(What to work on)
Restate each entry shown beneath this instruction, keeping its wording intact.

Records from a dataset
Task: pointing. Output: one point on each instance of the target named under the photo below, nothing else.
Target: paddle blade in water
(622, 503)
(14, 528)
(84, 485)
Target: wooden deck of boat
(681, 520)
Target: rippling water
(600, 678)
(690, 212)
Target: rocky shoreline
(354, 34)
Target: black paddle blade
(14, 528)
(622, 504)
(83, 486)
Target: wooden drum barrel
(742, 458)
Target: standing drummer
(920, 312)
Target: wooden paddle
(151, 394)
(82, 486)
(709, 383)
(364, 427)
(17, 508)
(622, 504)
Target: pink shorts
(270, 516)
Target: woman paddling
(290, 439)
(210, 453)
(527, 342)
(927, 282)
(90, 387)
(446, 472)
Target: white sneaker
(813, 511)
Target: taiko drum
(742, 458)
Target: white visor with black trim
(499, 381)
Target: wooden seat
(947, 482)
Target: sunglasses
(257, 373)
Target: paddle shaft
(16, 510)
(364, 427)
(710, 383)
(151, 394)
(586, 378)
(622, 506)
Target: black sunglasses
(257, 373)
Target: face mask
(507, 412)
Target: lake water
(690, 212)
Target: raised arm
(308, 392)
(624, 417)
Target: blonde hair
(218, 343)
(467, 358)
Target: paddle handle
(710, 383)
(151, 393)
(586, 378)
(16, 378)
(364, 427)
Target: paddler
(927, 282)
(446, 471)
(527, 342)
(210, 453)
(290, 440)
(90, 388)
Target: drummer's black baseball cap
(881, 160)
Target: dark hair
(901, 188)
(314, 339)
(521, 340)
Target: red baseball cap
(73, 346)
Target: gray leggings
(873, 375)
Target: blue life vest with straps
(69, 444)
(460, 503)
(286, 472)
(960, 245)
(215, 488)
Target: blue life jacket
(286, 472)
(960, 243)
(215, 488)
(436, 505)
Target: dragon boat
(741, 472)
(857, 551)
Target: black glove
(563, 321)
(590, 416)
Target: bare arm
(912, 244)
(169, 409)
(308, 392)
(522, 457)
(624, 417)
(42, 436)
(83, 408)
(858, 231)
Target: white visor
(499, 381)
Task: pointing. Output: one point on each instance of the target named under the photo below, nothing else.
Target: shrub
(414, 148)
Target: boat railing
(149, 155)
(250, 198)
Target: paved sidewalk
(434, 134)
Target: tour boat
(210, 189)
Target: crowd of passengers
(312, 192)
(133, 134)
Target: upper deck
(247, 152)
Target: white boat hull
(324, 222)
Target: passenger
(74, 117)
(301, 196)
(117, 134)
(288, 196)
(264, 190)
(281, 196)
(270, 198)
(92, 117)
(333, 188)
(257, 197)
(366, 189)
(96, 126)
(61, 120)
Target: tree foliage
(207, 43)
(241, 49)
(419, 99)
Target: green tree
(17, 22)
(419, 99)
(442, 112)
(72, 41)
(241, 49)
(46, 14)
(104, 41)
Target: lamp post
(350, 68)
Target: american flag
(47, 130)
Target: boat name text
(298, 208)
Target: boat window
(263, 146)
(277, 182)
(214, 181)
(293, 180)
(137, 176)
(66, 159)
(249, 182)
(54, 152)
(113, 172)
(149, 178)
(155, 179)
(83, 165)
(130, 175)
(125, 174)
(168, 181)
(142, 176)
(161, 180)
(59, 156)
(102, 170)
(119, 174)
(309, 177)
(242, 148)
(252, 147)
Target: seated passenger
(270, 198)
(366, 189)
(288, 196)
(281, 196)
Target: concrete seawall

(Exercise result)
Task: pointing. Output: one point on each instance of the target named under the photo below, nothing else.
Target: paddle blade in water
(622, 503)
(14, 528)
(84, 485)
Target: wooden deck of boat
(681, 520)
Target: rippling water
(600, 678)
(690, 212)
Target: rocky shoreline
(354, 34)
Target: black paddle blade
(14, 528)
(622, 504)
(83, 486)
Target: wooden drum barrel
(742, 458)
Target: standing drummer
(920, 312)
Target: wooden paddle
(151, 394)
(82, 486)
(709, 383)
(364, 427)
(17, 508)
(622, 504)
Target: pink shorts
(270, 516)
Target: woman paddling
(290, 439)
(210, 453)
(527, 342)
(927, 282)
(90, 387)
(446, 472)
Target: white sneaker
(813, 511)
Target: taiko drum
(742, 458)
Target: white visor with black trim
(499, 381)
Target: wooden seat
(947, 482)
Target: sunglasses
(257, 373)
Target: paddle shaft
(16, 510)
(364, 427)
(710, 383)
(151, 394)
(586, 378)
(622, 506)
Target: black sunglasses
(257, 373)
Target: face mask
(507, 412)
Target: lake water
(690, 212)
Target: raised arm
(308, 392)
(624, 417)
Target: blonde hair
(218, 343)
(467, 358)
Target: paddle handle
(710, 383)
(151, 393)
(586, 378)
(16, 378)
(364, 427)
Target: paddler
(927, 282)
(446, 471)
(527, 342)
(210, 453)
(290, 440)
(90, 388)
Target: drummer's black baseball cap
(881, 160)
Target: dark hair
(901, 188)
(314, 339)
(521, 340)
Target: red baseball cap
(73, 346)
Target: gray leggings
(873, 375)
Target: blue life vest with straps
(69, 444)
(460, 503)
(286, 472)
(960, 245)
(215, 488)
Target: blue life jacket
(286, 472)
(960, 243)
(215, 488)
(436, 505)
Target: dragon boat
(741, 472)
(857, 551)
Target: black glove
(563, 321)
(590, 416)
Target: bare arm
(912, 244)
(169, 409)
(308, 392)
(522, 457)
(624, 417)
(42, 436)
(83, 408)
(858, 231)
Target: white visor
(499, 381)
Task: pointing. Output: one point on each instance of the target named under the photo below, nothing else.
Target: shrub
(414, 148)
Target: boat railing
(149, 155)
(250, 198)
Target: paved sidewalk
(434, 134)
Target: tour boat
(210, 189)
Target: crowd of passengers
(312, 192)
(133, 134)
Target: upper deck
(247, 152)
Target: white boat hull
(324, 222)
Target: passenger
(74, 117)
(301, 196)
(117, 134)
(288, 196)
(264, 190)
(281, 196)
(270, 198)
(92, 117)
(333, 188)
(257, 197)
(366, 189)
(96, 126)
(61, 120)
Target: tree foliage
(207, 43)
(241, 49)
(419, 99)
Target: green tree
(17, 22)
(419, 99)
(442, 112)
(72, 41)
(241, 49)
(46, 14)
(104, 41)
Target: lamp post
(350, 68)
Target: american flag
(47, 130)
Target: boat name text
(298, 208)
Target: boat window
(263, 146)
(277, 182)
(214, 181)
(293, 180)
(137, 176)
(66, 159)
(249, 182)
(54, 152)
(113, 172)
(149, 178)
(155, 179)
(83, 165)
(130, 175)
(125, 174)
(168, 181)
(142, 176)
(161, 180)
(59, 156)
(102, 170)
(119, 174)
(309, 177)
(242, 148)
(252, 147)
Target: seated passenger
(270, 198)
(366, 189)
(288, 196)
(281, 196)
Target: concrete seawall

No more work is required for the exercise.